## Text block

Studio album by Charlie Wilson
- Released: November 14, 2000
- Length: 59:28
- Label: Interscope
- Producer: Laney Stewart; Tricky Stewart; Ray Watkins; Wirlie Morris; Angie Stone;

Charlie Wilson chronology
| You Turn My Life Around (1992) | Bridging the Gap (2000) | Charlie, Last Name Wilson (2005) |

= Bridging the Gap (Charlie Wilson album) =

Bridging the Gap is the second studio album by Charlie Wilson, a member of the R&B group the Gap Band. It was released on November 14, 2000, through Interscope Records. The album debuted at number 184 on the US Billboard 200 and peaked at number 152.

## Rows
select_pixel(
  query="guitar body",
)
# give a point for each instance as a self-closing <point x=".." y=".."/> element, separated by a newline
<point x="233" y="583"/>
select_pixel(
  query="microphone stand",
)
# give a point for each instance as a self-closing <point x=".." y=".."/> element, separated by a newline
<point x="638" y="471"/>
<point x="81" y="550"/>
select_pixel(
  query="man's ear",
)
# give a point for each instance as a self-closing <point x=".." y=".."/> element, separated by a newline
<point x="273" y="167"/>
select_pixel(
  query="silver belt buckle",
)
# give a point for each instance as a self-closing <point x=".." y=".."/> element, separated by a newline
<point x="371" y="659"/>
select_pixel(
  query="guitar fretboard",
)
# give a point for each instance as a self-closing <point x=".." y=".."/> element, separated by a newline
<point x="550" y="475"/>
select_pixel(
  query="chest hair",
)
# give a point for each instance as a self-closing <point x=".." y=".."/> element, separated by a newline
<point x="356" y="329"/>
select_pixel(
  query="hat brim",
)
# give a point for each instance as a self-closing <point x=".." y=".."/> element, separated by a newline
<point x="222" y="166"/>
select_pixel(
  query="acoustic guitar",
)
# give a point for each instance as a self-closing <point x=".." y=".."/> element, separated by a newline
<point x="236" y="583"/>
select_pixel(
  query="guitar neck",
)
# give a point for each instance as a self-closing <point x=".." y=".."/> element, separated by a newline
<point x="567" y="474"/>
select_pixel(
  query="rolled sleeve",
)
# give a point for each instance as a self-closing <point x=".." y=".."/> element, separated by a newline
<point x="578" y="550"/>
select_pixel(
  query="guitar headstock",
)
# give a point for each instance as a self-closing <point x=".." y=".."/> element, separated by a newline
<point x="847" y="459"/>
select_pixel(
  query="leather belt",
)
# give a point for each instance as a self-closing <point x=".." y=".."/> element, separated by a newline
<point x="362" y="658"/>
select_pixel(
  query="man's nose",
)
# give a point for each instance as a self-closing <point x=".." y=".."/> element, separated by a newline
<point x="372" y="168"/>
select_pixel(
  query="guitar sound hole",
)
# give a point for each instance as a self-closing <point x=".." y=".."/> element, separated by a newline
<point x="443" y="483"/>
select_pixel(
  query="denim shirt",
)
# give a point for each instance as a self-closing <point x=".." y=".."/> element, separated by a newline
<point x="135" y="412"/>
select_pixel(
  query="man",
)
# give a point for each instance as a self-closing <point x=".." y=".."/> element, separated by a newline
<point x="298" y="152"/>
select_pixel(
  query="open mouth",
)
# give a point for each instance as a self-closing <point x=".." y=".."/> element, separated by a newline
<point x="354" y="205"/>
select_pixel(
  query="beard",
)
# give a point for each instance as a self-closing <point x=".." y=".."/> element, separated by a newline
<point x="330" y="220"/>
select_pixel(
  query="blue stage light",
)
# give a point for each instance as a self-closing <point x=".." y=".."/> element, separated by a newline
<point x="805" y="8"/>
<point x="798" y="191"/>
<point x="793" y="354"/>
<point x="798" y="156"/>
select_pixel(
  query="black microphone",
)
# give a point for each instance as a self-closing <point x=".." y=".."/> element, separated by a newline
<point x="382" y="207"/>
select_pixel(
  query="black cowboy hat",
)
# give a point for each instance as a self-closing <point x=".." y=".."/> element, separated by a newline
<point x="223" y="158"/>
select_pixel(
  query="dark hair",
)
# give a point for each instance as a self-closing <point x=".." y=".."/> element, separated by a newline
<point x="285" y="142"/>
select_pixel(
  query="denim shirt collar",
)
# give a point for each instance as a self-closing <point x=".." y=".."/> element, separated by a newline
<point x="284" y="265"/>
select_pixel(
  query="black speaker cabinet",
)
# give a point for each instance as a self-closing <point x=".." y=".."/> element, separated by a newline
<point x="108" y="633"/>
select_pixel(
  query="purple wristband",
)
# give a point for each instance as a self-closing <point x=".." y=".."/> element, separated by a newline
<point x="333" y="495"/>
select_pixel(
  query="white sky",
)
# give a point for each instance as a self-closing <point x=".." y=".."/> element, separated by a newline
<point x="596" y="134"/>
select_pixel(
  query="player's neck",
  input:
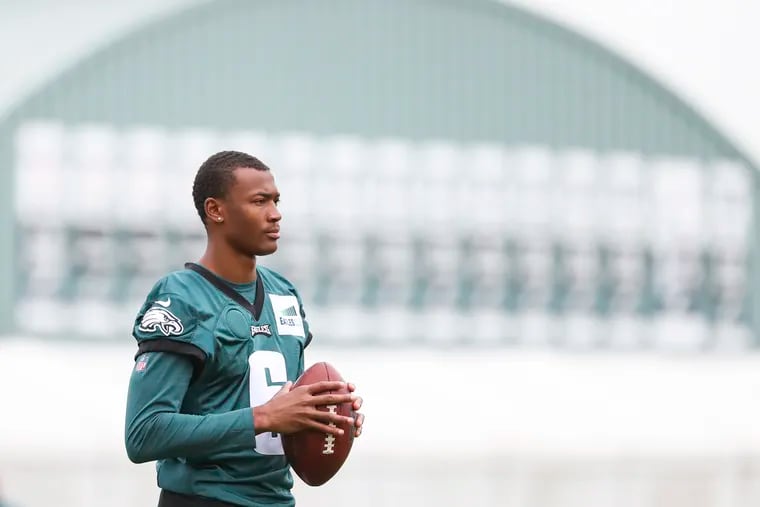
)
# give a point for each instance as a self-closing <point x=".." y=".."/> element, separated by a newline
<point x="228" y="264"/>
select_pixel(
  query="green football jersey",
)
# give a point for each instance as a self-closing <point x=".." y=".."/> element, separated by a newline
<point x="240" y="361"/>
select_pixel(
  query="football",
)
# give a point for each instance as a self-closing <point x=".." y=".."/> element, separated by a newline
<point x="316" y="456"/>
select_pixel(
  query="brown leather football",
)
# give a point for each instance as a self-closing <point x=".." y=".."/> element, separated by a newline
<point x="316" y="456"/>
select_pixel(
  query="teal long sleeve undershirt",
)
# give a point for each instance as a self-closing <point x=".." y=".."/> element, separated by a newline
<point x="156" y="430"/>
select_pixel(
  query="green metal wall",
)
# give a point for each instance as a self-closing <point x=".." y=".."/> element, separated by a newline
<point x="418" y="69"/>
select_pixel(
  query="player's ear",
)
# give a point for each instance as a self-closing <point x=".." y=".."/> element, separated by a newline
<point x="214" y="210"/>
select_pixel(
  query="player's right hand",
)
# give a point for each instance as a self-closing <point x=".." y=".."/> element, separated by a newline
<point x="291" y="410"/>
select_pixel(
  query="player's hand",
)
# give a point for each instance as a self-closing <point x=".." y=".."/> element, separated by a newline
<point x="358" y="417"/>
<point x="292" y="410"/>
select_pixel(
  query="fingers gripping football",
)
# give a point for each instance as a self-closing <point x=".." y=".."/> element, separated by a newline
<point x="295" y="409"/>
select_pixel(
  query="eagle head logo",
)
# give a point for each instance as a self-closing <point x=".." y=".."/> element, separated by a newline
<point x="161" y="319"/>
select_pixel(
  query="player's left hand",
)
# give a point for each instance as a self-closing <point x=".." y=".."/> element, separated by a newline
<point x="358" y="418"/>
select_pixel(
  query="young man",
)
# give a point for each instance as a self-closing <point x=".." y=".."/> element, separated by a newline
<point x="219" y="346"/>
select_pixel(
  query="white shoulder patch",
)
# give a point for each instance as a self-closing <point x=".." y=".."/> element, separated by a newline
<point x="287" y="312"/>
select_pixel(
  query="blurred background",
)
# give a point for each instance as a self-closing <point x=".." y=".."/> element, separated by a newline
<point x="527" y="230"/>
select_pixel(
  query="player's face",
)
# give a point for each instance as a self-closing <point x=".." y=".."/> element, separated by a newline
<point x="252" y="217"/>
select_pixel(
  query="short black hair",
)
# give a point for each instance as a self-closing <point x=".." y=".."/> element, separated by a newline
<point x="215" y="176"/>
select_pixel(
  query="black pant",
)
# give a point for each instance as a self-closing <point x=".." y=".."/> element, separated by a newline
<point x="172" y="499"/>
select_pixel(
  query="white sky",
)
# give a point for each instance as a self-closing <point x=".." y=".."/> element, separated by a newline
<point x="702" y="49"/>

## Exercise
Could you revise the album text starting at "Charlie Wilson chronology" and ending at "at number 152.", changing "Interscope Records" to "Interscope"? This data comes from a separate source, not from the album text.

## Written answer
Charlie Wilson chronology
| You Turn My Life Around (1992) | Bridging the Gap (2000) | Charlie, Last Name Wilson (2005) |

= Bridging the Gap (Charlie Wilson album) =

Bridging the Gap is the second studio album by Charlie Wilson, a member of the R&B group the Gap Band. It was released on November 14, 2000, through Interscope. The album debuted at number 184 on the US Billboard 200 and peaked at number 152.